Extract to read:
****

Application to Color Space Conversion
The optimization result of color space conversion is shown in Table 4 . Note that only fractional word length are summarized in the table.
The result shows that proposed algorithm achieve fractional word length optimization under the constraints. The result of proposed algorithm is comparable to the one of 'Manual optimization.' Only L C 0 by 'Manual optimization' is less than others because the approach is not statistic one.
Application to Various Programs
The proposed algorithm is applied to two sample programs: Color Space Conversion, FIR filter. Results are shown in Table 5 , where '#var' is the number of floating-point variables and constants declared in the source program, '#Bits' is the sum of fractional word length, 'Time' is the CPU time for optimization and '*' in the table denotes that the correctness is not guaranteed for the results because of the limited simulation patterns. Since the number of all combinations of input values for the simulation blows up, the number of input patterns are limited to 1,000,000. For YCrCb, we apply our algorithm with the constraint −0.5 < output error < 0.5, and for FIR with the constraint −1.0 < output error < 1.0.
From the results, we can conclude that our algorithm successfully optimize word length. Total bit length by 'Manual optimization' and proposed algorithm are nearly the same. Furthermore, our algorithm guarantees the correctness, and is faster than the other approaches.
The results of proposed algorithm are worse for several variables in Table 4 compared to 'Manual optimization.' Note that 'Manual optimization' does not guarantee the correctness for the worst case, and the method just tests the equality of a program using float type and that using fixed type with respect to 1,000,000 random patterns. Also note that 'Manual optimization' is effective for programs with small number of variables but is hard to apply programs with large number of variables.

****

Problems to work on:
1 - In the word-length optimization text, what error constraint was applied to the FIR filter?
2 - Extend the word-length optimization text with a passage that follows on from its final sentence.

****

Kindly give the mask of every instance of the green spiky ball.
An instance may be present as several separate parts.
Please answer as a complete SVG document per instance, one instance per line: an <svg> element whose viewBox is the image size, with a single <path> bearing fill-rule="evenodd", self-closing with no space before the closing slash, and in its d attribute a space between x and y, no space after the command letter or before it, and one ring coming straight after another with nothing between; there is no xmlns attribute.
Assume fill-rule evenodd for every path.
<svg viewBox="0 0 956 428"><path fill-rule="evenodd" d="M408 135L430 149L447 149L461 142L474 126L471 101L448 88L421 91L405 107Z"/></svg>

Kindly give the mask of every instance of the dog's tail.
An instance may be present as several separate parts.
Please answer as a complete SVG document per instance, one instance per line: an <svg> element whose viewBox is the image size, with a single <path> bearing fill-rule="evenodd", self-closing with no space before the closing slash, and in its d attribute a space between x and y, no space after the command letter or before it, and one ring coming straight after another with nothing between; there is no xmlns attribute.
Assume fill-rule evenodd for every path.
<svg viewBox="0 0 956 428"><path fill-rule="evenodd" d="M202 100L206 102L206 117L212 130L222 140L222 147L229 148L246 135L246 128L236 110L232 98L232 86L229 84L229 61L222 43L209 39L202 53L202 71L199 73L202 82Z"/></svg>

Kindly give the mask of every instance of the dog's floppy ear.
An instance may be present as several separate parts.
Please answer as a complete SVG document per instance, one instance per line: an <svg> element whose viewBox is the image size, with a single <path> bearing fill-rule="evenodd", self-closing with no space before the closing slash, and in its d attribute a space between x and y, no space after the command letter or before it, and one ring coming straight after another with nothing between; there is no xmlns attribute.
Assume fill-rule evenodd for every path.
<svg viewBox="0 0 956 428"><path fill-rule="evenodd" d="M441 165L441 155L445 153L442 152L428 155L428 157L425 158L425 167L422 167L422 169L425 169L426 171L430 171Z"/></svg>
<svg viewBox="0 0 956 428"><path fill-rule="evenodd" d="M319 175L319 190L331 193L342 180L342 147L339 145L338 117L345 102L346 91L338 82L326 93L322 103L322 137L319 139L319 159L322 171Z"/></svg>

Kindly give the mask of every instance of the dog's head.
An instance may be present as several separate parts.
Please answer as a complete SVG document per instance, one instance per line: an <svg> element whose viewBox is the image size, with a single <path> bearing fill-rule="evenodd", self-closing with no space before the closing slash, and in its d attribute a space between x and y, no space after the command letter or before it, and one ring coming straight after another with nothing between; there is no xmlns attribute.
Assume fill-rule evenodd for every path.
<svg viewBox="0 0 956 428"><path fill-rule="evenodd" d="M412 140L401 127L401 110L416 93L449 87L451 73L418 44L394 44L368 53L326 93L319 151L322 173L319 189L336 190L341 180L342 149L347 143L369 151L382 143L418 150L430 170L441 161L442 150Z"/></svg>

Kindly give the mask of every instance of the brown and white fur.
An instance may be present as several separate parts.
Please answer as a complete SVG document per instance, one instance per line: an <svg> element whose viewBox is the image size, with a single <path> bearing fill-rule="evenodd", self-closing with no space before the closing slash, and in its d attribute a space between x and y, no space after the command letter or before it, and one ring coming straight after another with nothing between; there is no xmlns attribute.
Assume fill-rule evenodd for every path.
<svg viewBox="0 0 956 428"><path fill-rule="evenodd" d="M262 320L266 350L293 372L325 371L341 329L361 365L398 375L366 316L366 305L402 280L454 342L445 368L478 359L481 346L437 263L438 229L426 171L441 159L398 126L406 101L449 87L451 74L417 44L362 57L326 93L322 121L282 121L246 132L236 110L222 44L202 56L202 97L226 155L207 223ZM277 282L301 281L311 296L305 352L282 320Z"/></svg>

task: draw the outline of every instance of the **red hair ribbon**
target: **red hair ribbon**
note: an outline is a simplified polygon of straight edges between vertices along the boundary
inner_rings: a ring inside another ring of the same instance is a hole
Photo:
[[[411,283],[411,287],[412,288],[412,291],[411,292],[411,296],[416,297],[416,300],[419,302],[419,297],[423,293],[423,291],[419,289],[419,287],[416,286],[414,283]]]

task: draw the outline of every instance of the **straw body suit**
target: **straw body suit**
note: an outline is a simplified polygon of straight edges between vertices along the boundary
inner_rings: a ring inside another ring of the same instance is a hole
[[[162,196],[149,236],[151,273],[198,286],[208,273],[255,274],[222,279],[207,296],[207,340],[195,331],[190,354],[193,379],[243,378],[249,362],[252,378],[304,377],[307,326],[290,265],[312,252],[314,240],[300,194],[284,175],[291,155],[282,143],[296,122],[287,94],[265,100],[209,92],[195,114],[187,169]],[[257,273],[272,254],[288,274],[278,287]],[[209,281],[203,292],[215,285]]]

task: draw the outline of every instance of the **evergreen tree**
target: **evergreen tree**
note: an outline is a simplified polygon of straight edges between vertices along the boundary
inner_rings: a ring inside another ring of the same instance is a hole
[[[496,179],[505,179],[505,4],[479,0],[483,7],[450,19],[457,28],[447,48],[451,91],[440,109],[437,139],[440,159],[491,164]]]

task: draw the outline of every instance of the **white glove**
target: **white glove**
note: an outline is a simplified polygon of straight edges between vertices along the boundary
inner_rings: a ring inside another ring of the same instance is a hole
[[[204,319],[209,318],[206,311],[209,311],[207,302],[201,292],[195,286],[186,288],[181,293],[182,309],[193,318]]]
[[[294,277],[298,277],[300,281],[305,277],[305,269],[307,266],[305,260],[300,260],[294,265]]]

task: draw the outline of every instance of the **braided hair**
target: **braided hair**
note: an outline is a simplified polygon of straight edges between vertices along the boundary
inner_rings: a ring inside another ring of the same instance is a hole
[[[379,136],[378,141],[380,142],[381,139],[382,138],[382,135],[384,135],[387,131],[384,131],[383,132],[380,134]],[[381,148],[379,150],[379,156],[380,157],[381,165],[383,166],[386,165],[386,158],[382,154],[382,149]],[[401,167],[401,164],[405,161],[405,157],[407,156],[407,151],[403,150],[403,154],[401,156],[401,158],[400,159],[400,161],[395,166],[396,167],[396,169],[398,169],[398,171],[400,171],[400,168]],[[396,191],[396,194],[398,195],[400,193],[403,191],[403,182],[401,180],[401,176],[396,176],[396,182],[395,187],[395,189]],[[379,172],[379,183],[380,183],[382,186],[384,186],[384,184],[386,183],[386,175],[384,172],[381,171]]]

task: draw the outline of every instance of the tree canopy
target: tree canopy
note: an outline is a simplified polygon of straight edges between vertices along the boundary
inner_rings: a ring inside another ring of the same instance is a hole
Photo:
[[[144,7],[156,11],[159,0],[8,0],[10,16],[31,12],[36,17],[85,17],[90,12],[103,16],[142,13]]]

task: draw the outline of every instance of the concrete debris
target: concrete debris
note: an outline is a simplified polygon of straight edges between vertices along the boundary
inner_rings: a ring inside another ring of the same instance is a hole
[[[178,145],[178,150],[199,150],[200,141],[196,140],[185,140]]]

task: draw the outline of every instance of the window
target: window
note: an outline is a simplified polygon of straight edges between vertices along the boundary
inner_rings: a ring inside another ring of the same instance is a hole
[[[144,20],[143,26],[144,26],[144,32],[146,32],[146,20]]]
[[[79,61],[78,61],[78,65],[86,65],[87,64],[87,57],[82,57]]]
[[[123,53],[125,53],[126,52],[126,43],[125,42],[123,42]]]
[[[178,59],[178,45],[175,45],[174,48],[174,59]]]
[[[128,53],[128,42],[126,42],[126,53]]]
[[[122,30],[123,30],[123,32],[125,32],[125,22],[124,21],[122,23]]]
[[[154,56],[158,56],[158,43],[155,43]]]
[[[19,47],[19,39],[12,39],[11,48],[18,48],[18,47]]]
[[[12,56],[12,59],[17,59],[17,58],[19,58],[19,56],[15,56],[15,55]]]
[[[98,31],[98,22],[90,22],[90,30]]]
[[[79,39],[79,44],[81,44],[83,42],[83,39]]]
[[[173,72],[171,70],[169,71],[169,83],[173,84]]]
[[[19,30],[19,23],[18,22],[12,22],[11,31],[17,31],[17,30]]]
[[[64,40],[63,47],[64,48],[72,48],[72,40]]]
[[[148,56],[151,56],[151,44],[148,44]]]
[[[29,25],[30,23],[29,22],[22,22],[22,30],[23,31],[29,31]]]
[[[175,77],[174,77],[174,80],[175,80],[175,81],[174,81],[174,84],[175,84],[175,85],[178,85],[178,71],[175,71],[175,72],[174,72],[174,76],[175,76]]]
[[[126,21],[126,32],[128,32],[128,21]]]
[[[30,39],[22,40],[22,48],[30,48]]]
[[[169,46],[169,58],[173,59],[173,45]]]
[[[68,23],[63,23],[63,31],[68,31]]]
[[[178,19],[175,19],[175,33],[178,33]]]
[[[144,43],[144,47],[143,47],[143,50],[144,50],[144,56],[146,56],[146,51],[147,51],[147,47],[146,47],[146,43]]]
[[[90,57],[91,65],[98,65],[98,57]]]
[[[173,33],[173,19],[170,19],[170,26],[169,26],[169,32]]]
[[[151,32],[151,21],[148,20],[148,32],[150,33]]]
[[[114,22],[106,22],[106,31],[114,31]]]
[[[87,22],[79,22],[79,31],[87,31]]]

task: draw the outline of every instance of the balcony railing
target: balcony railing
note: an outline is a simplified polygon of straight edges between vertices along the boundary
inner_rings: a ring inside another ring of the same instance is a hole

****

Results:
1 - −1.0 < output error < 1.0

2 -
Conclusion
We describe automatic bit-length optimization method on floating-point to fixed-point conversion for high-level synthesis. The method estimates computational errors statistically based on smart interval method Affine Arithmetic. Minimization problem of the fractional word length is formulated as a non-linear problem, and solved using a SQP method. We also discuss about construction of various constraint functions. Our algorithm does not require the simulation on huge data, and is fast and guarantee the worst case accuracy.
We have implemented the optimization algorithm and that is applied to two sample programs. From the results, we found that the method is useful for the estimation of the fractional word length.
We have shown a basic idea for the estimation of the fractional word length. Refinement of the algorithm would be needed.
One of the important problems is the unification of scheduling, unit sharing and bit-length optimization. They are closely related each other and have great effects on the performance of synthesized circuits. The constraints such as maximum area and latency should be included too.
The evaluation of the optimization result is another im-portant topic. The optimization result of our algorithm and exact optimum result should be compared, and evaluated how the algorithm achieve bit-length optimization.